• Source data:
+ + + + + + +
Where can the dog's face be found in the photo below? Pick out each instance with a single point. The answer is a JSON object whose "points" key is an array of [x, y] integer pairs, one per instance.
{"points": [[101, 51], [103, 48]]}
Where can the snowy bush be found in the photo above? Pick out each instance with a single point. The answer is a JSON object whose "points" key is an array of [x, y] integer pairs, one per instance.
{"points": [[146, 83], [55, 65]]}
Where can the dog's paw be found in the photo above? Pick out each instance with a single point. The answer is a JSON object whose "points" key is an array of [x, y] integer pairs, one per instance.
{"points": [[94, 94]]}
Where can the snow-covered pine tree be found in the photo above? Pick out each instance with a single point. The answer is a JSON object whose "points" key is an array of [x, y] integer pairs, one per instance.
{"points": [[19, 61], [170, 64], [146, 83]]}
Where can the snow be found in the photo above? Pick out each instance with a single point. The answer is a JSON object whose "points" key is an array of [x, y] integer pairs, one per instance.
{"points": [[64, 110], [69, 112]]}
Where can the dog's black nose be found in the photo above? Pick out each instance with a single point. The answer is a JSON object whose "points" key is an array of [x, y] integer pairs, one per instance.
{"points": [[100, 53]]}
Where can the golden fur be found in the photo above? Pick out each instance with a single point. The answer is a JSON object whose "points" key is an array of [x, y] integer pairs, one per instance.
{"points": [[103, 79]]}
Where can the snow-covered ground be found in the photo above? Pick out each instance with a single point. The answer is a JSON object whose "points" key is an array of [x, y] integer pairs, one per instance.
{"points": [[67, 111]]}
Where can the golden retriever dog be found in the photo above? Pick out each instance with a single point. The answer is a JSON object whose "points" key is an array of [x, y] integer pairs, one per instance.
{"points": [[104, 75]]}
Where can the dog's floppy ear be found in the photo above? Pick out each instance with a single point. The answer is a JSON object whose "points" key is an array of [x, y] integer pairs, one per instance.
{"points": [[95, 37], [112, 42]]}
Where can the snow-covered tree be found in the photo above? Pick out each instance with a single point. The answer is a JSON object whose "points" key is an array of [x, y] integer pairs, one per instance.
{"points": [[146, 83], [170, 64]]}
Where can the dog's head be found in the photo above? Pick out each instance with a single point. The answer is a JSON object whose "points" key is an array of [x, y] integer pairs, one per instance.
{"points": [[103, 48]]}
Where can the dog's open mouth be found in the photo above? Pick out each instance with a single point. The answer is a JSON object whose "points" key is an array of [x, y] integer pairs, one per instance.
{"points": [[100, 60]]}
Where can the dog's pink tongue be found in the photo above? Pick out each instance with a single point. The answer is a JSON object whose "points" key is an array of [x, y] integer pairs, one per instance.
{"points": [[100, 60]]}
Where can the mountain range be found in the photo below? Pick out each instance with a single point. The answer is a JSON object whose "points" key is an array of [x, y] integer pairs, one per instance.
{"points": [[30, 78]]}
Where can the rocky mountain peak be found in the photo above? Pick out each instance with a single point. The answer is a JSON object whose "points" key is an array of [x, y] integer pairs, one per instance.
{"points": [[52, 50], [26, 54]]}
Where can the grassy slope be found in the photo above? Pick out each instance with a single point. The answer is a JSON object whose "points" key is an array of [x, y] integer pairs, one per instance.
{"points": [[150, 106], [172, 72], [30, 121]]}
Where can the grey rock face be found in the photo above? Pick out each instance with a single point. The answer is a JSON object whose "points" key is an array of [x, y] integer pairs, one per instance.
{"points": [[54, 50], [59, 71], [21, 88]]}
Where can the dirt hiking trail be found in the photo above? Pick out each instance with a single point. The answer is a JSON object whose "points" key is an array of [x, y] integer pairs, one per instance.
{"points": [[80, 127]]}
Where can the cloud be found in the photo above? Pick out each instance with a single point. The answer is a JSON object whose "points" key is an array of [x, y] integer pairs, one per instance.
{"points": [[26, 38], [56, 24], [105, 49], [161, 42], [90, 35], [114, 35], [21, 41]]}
+ + + + + + +
• Work request:
Nothing may be omitted or altered; reproduce all of the entries.

• Written solution:
Where can the dog's face be found in the photo below? Pick out each instance with a single point. The answer is a JSON object whose "points" key is an array of [x, y] integer pairs, one per instance.
{"points": [[101, 51], [103, 48]]}
Where can the snowy bush be found in the photo above? Pick out each instance with a single point. The answer is a JSON object whose "points" key is an array of [x, y] integer pairs, one per instance.
{"points": [[146, 83], [55, 65]]}
Where can the dog's paw be found in the photo above? Pick out each instance with a single point. The answer is a JSON object whose "points" key is an array of [x, y] integer pairs, one per instance.
{"points": [[94, 94]]}
Where can the snow-covered pine tree be found in the photo above? Pick out each instance with a single point. The answer is a JSON object whose "points" key is an array of [x, y] integer pairs, one per instance.
{"points": [[19, 61], [170, 64], [146, 83]]}
Where can the snow be found in the photo above? Pick out each instance with a single point. The answer is a JSON object whose "points" key is an array of [x, y] integer pairs, one per instance.
{"points": [[64, 110], [69, 112]]}
Where can the dog's black nose be found in the photo above? Pick out each instance with a single point. The answer is a JSON object whose "points" key is an array of [x, y] integer pairs, one per instance.
{"points": [[100, 53]]}
Where can the golden fur be found in the photo above? Pick out each instance with a single point. The answer is a JSON object whose "points" key is an array of [x, y] integer pairs, one per instance.
{"points": [[103, 79]]}
Where can the snow-covered ground be found in the photo above? Pick out each instance with a single point. The answer is a JSON object whose "points" key is an array of [x, y] integer pairs, one per instance.
{"points": [[67, 111]]}
Where can the golden retriever dog be found in the photo above? Pick out each instance with a single point. The answer is a JSON object whose "points" key is an array of [x, y] integer pairs, one per instance.
{"points": [[104, 75]]}
Where can the dog's floppy ear be found in the photo above? Pick out each instance with a single point. The answer is a JSON object whose "points" key is an array of [x, y] integer pairs, one per instance.
{"points": [[95, 37], [112, 42]]}
Where can the snow-covered tree be found in the photo above? Pick out each instance with a single point. The answer is a JSON object whose "points" key is an array of [x, y] integer pairs, one per instance.
{"points": [[146, 83], [170, 64]]}
Where can the dog's head be found in the photo above? Pick out each instance with a single point. The answer is a JSON object whose "points" key is an array of [x, y] integer pairs, one per instance.
{"points": [[103, 48]]}
Where can the dog's open mouth be found in the photo above? Pick out each instance with a single point. The answer is a JSON object whose "points" key is an array of [x, y] integer pairs, one per instance.
{"points": [[100, 60]]}
Where can the dog's pink tongue be found in the photo above? Pick out each instance with a single point. The answer is a JSON object whose "points" key is an array of [x, y] integer pairs, one per instance.
{"points": [[100, 60]]}
Where can the mountain range be found in the photo below? Pick out each instance with a single point. The answer is a JSON object whose "points" key is an array of [x, y] integer pairs, one per instance.
{"points": [[30, 78]]}
Where can the rocky mountain peak be found in the photo above? Pick out each instance with a single point. The answer is a JSON object whose "points" key is an array of [x, y] integer pairs, one per instance.
{"points": [[52, 50], [26, 54]]}
Where can the grassy slope be found in the photo above? Pick out each instance with a single point. The answer is a JSON object whose "points" key is an array of [x, y] integer pairs, one per instance.
{"points": [[150, 106], [172, 72], [30, 121]]}
Where can the grey rock face be found in the photo above? Pick out each instance with a single point. The answer is a JSON object whose "points" key is an array of [x, y] integer pairs, one per instance.
{"points": [[54, 50], [59, 71], [21, 88]]}
Where can the dirt hiking trail be found in the photo above? Pick out each instance with a single point. The answer is a JSON object whose "points" key is an array of [x, y] integer pairs, one per instance.
{"points": [[80, 127]]}
Where can the cloud be found in the photo above? Pick out each instance with a single point. The answer is a JSON object whose "points" key is an array of [x, y] integer pairs, one per instance.
{"points": [[26, 38], [56, 24], [105, 49], [161, 42], [90, 35], [114, 35], [21, 41]]}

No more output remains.